__TASK TO CARRY OUT__: Print all the records exactly, please.

Position annotation records
++++++++++

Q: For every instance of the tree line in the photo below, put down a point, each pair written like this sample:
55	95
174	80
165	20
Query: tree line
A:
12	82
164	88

++++++++++

__RIGHT ANSWER__:
Q: For every instance of the tree line in the photo below, put down a point, each pair written like this sample:
55	95
174	80
165	20
Query: tree line
A:
12	82
164	88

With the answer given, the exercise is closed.